→ Tasks for this exercise:
1) From the article on the KRAS4b research advance, reproduce the passage between "A scientific innovation" and "lung, and colon.", inclusive.
2) In the article on the KRAS4b research advance, what type of cells did the research group modify to make its laboratory replica of the protein?

→ Text section:
--- --- ---

A model of the interaction of processed KRAS-FME protein (cyan) with a lipid nanodisc (green and yellow).

A scientific innovation at the Frederick National Lab has opened the way for a new line of experiments in the decades-old quest for a drug to fight cancers triggered by mutant RAS proteins – which underlie one-third of all malignancies, including those of the pancreas, lung, and colon.

Using modified insect cells, a research group at the national lab recently invented a more accurate laboratory replica of a RAS protein, KRAS4b, that can be produced at high grade and in quantities adequate for research studies that were impossible previously.

The research advance, published in Nature Scientific Reports, describes a method for manufacturing KRAS4b sufficient for advancing the research and for screening compounds that might be used correct the mutant protein’s malfunction. These include studies involving X-ray crystallography, nuclear magnetic resonance spectroscopy, and high-throughput screening for drug candidates.

"Our approach is an improvement not only in the quality and accuracy of the protein that can be made, but also in the purity and quantity of KRAS4b," said Bill Gillette, Ph.D., principal scientist and group leader with the NCI RAS Initiative at the Frederick National Lab.

Gillette said the new approach places KRAS4b in its native environment, the cell membrane, where it carries out its vital functions and where, if mutated, it pushes the cell toward uncontrolled growth, which is characteristic of cancer. They call this a fully processed KRAS protein.

--- --- ---

→ Source information:
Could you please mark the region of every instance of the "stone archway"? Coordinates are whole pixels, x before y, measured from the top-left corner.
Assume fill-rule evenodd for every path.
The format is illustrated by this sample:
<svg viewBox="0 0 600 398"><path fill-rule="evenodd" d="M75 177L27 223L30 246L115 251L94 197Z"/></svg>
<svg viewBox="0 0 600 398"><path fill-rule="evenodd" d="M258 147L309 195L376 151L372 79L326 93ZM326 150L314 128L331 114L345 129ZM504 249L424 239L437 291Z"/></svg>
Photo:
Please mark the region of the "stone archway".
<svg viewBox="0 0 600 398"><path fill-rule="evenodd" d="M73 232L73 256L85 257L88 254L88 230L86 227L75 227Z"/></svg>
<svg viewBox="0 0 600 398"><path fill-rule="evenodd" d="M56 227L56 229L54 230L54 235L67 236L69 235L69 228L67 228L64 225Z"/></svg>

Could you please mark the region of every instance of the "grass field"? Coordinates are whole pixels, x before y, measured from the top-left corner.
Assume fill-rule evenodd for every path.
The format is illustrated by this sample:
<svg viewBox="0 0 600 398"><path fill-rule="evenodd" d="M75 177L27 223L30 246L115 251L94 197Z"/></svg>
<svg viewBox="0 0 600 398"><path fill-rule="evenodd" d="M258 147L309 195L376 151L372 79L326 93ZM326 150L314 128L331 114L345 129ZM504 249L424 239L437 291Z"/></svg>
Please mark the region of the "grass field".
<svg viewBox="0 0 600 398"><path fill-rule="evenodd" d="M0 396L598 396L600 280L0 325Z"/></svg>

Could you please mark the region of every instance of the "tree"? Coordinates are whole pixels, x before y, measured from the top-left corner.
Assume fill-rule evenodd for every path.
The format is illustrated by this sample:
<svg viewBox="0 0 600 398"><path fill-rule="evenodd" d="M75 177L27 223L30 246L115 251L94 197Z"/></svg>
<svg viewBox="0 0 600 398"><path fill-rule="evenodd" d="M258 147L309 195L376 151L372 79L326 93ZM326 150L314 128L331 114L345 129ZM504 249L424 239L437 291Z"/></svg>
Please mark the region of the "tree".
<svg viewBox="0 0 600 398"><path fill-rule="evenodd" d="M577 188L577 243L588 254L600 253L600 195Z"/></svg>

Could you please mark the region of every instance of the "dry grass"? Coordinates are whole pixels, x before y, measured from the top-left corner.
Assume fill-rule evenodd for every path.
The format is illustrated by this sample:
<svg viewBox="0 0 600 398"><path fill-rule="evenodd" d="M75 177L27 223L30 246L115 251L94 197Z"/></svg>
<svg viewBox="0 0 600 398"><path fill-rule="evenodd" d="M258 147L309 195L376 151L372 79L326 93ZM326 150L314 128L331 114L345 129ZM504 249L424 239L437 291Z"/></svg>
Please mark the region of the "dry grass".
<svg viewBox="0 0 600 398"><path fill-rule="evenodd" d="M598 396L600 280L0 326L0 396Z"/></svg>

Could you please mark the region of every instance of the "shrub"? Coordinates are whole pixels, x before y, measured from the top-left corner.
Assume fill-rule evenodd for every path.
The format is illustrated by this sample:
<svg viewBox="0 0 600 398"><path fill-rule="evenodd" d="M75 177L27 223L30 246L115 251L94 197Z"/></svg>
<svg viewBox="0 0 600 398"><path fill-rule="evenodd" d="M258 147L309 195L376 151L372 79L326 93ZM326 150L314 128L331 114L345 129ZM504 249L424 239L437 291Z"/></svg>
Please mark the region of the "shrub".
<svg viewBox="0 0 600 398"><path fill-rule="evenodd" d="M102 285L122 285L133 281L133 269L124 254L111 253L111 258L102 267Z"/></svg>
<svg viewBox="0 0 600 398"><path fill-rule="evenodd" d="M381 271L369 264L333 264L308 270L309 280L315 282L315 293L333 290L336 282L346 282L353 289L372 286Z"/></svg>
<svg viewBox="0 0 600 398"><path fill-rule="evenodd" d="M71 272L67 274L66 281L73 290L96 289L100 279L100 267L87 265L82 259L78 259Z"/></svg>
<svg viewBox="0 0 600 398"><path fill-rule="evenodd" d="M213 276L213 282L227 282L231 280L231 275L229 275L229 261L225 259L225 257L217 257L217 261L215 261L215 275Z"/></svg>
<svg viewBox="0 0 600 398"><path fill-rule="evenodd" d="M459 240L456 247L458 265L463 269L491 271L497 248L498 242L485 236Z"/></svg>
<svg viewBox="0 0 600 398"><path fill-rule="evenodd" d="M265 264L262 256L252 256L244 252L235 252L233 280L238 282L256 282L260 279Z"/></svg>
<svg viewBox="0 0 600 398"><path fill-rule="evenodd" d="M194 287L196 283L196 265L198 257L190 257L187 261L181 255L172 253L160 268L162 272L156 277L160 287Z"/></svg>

--- --- ---

→ Answers per task:
1)
A scientific innovation at the Frederick National Lab has opened the way for a new line of experiments in the decades-old quest for a drug to fight cancers triggered by mutant RAS proteins – which underlie one-third of all malignancies, including those of the pancreas, lung, and colon.

2) Insect cells.